TO BE DONE:
Exactly as written, print each record in the listing.

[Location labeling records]
-- START --
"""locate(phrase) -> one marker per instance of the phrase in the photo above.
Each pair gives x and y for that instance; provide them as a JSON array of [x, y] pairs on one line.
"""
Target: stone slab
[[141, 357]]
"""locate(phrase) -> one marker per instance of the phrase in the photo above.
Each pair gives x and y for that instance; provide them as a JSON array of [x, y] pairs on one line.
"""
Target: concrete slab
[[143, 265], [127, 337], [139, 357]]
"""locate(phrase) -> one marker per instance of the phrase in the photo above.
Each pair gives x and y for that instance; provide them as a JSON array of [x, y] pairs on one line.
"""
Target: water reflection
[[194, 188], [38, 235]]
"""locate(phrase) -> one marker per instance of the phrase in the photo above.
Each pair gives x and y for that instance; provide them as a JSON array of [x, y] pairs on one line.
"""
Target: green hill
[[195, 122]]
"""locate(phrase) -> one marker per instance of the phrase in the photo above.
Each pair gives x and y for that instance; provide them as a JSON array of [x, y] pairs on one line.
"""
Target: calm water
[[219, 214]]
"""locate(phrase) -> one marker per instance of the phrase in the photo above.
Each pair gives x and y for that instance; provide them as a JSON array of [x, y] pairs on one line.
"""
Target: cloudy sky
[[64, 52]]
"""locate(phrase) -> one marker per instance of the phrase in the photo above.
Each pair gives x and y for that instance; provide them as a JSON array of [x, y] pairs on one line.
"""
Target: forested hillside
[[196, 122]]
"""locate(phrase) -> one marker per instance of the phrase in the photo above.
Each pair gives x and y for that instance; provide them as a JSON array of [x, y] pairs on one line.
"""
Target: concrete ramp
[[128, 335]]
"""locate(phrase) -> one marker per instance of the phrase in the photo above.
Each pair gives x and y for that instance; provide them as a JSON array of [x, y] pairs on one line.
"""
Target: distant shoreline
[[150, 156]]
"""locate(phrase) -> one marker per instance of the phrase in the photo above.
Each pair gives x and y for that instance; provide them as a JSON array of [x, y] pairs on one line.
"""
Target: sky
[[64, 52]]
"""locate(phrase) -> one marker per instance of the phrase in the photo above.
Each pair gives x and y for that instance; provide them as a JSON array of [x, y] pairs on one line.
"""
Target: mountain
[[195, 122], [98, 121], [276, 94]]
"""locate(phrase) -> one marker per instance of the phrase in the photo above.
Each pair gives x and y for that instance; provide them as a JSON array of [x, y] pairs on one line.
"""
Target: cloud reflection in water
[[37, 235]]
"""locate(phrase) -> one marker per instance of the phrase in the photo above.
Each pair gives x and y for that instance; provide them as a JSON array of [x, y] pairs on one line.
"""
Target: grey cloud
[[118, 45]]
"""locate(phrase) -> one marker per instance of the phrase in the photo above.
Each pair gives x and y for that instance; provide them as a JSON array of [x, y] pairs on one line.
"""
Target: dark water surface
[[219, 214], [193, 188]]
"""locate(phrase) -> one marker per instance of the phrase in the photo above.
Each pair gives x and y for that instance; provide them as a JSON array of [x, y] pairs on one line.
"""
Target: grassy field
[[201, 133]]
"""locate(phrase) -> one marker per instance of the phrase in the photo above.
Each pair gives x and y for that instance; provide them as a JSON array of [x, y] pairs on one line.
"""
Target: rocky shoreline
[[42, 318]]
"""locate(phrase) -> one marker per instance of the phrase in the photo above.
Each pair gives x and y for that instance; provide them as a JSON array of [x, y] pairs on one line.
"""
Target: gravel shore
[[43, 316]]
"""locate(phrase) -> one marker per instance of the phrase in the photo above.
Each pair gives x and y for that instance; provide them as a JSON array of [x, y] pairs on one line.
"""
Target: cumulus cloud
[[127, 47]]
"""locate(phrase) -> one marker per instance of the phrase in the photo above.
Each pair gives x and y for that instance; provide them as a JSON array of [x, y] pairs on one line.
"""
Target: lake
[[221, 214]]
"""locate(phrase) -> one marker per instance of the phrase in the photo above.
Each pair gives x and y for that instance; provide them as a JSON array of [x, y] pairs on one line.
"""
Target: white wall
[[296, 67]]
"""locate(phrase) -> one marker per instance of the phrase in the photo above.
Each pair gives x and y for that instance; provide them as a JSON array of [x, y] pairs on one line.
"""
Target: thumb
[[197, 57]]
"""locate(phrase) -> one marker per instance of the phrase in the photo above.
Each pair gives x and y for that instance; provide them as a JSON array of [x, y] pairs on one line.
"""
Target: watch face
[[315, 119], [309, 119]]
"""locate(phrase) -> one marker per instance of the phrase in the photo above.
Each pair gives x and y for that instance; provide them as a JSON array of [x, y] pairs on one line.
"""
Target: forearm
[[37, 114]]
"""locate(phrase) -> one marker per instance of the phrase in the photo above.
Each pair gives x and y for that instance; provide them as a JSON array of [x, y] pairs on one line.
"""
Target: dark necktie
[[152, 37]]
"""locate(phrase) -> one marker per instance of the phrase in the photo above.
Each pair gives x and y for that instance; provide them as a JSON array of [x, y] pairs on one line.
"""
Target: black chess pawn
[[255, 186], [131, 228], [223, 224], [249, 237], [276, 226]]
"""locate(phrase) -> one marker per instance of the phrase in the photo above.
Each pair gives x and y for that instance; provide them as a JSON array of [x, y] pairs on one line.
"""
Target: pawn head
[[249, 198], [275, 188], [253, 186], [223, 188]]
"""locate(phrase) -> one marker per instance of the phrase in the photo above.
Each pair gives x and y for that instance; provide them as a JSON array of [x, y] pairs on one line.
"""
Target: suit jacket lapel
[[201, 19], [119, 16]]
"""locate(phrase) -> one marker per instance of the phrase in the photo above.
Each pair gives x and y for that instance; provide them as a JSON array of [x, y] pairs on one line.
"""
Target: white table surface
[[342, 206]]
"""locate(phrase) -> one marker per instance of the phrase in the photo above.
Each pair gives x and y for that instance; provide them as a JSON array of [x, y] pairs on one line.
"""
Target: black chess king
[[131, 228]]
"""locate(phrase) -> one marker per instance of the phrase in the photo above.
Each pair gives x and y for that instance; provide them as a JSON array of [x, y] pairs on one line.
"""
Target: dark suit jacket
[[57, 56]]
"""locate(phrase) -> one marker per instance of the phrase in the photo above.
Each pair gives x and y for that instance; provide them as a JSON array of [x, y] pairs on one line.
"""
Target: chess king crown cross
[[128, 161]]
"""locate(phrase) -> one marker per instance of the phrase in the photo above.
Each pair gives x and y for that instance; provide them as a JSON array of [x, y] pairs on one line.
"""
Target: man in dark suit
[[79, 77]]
-- END --
THE COMPLETED TASK:
"""locate(phrase) -> one marker per instance of the phrase in the photo above.
Each pair gives x and y for that instance; provide them as a JSON array of [x, y] pairs on one line.
"""
Target: stone slab
[[141, 357]]
"""locate(phrase) -> one marker per instance of the phrase in the photo above.
Each pair gives x and y for that instance; provide them as a JSON array of [x, y] pairs on one line.
"""
Target: concrete slab
[[143, 265], [127, 337], [139, 357]]
"""locate(phrase) -> one marker per instance of the phrase in the photo above.
Each pair gives x and y for that instance; provide them as a JSON array of [x, y] pairs on one line.
"""
Target: water reflection
[[194, 188], [38, 235]]
"""locate(phrase) -> one marker per instance of the phrase in the photo above.
Each pair gives x and y for that instance; provide them as a JSON array of [x, y] pairs on one line.
"""
Target: green hill
[[195, 122]]
"""locate(phrase) -> one marker per instance of the phrase in the photo above.
Each pair gives x and y for that instance; provide them as a JSON array of [x, y] pairs on one line.
"""
Target: calm water
[[219, 214]]
"""locate(phrase) -> one marker per instance of the phrase in the photo above.
Each pair gives x and y for that instance; provide them as a JSON array of [x, y] pairs on one line.
"""
Target: cloudy sky
[[64, 52]]
"""locate(phrase) -> one marker per instance of the phrase in the photo above.
Each pair gives x and y for that instance; provide them as a JSON array of [x, y] pairs on one line.
"""
Target: forested hillside
[[196, 122]]
"""locate(phrase) -> one marker per instance of the phrase in the photo above.
Each pair gives x and y for that instance; provide them as a JSON array of [x, y] pairs on one line.
"""
Target: concrete ramp
[[128, 335]]
"""locate(phrase) -> one marker per instance of the phrase in the photo above.
Each pair gives x and y for that instance; provide them as a JSON array of [x, y] pairs on one line.
"""
Target: distant shoreline
[[150, 156]]
"""locate(phrase) -> one marker per instance of the phrase in the photo above.
Each pair gives x and y for that instance; provide them as a JSON array of [x, y] pairs on one line.
"""
Target: sky
[[64, 52]]
"""locate(phrase) -> one marker per instance of the phrase in the photo above.
Each pair gives x and y for that instance; provide them as a JSON array of [x, y] pairs on one line.
"""
Target: mountain
[[195, 122], [98, 121], [276, 94]]
"""locate(phrase) -> one marker per instance of the phrase in the photo above.
Each pair gives x and y for that instance; provide them as a JSON array of [x, y] pairs on one line.
"""
Target: cloud reflection in water
[[37, 235]]
"""locate(phrase) -> one marker per instance of the phrase in the photo above.
Each pair gives x and y for that instance; provide them as a JSON array of [x, y] pairs on one line.
"""
Target: grey cloud
[[118, 45]]
"""locate(phrase) -> one marker per instance of the phrase in the photo above.
Each pair gives x and y for that instance; provide them as a JSON array of [x, y] pairs on one line.
"""
Target: dark water surface
[[219, 214], [193, 188]]
"""locate(phrase) -> one marker per instance of the phrase in the photo above.
Each pair gives x and y for that instance; provide them as a JSON array of [x, y] pairs on one line.
"""
Target: grassy field
[[201, 133]]
"""locate(phrase) -> one marker per instance of the phrase in the photo above.
Each pair gives x and y for that instance; provide them as a JSON array of [x, y] pairs on one line.
"""
Target: rocky shoreline
[[42, 318]]
"""locate(phrase) -> one marker per instance of the phrase in the photo above.
Each pair gives x and y for that instance; provide them as a JSON array of [x, y] pairs on one line.
"""
Target: gravel shore
[[43, 316]]
"""locate(phrase) -> one marker per instance of the phrase in the photo above.
Each pair gives x and y for that instance; provide them as a JSON array of [x, y] pairs on one line.
"""
Target: cumulus cloud
[[127, 47]]
"""locate(phrase) -> one marker per instance of the phrase in the photo above.
Each pair gives x and y for that instance; provide them as a JSON array of [x, y] pairs on one line.
"""
Target: lake
[[221, 214]]
"""locate(phrase) -> one marker per instance of the phrase in the photo above.
Each pair gives x and y for that instance; provide them as a JSON array of [x, y] pairs on one line.
"""
Target: white wall
[[296, 67]]
"""locate(phrase) -> one marker per instance of the phrase in the photo above.
Each pair gives x and y for that instance; provide them as a JSON array of [x, y] pairs on one line.
"""
Target: thumb
[[197, 57]]
"""locate(phrase) -> one marker per instance of the phrase in the photo above.
Each pair gives x and y for that instance; provide them as a JSON array of [x, y] pairs on one line.
"""
Target: watch face
[[315, 119], [309, 119]]
"""locate(phrase) -> one marker per instance of the phrase in the photo above.
Each pair gives x and y for that instance; provide them as a JSON array of [x, y] pairs on one line.
"""
Target: forearm
[[37, 114]]
"""locate(phrase) -> one marker per instance of the phrase in the photo above.
Each pair gives x and y for that instance; provide them as a JSON array of [x, y] pairs on one line.
"""
Target: dark necktie
[[152, 37]]
"""locate(phrase) -> one marker per instance of the phrase in the photo above.
Each pair gives x and y for that instance; provide them as a JSON array of [x, y] pairs on one line.
"""
Target: black chess pawn
[[255, 186], [131, 228], [223, 224], [249, 237], [276, 226]]
"""locate(phrase) -> one marker per instance of the phrase in the photo above.
Each pair gives x and y for that instance; provide them as a JSON array of [x, y] pairs on one line.
"""
Target: pawn head
[[249, 198], [275, 188], [253, 186], [223, 188]]
"""locate(phrase) -> one marker per instance of the phrase in the photo above.
Each pair gives x and y for that instance; provide them as a JSON array of [x, y] pairs on one line.
"""
Target: suit jacket lapel
[[201, 19], [119, 16]]
"""locate(phrase) -> one marker per instance of the phrase in the photo above.
Each pair gives x and y for that instance; provide them as a JSON array of [x, y] pairs on one line.
"""
Target: white table surface
[[342, 206]]
"""locate(phrase) -> one marker per instance of the phrase in the photo above.
Each pair gives x and y for that instance; provide them as a JSON array of [x, y] pairs on one line.
"""
Target: black chess king
[[131, 228]]
"""locate(phrase) -> one marker per instance of the phrase in the photo above.
Each pair gives x and y for that instance; provide them as a JSON array of [x, y] pairs on one line.
"""
Target: dark suit jacket
[[57, 56]]
"""locate(phrase) -> one marker per instance of the phrase in the photo above.
Each pair gives x and y for that instance; provide them as a JSON array of [x, y] pairs on one line.
"""
Target: chess king crown cross
[[128, 161]]
"""locate(phrase) -> one marker per instance of the phrase in the photo above.
Each pair gives x and y for that instance; provide them as a JSON array of [x, y] pairs on one line.
"""
Target: man in dark suit
[[79, 77]]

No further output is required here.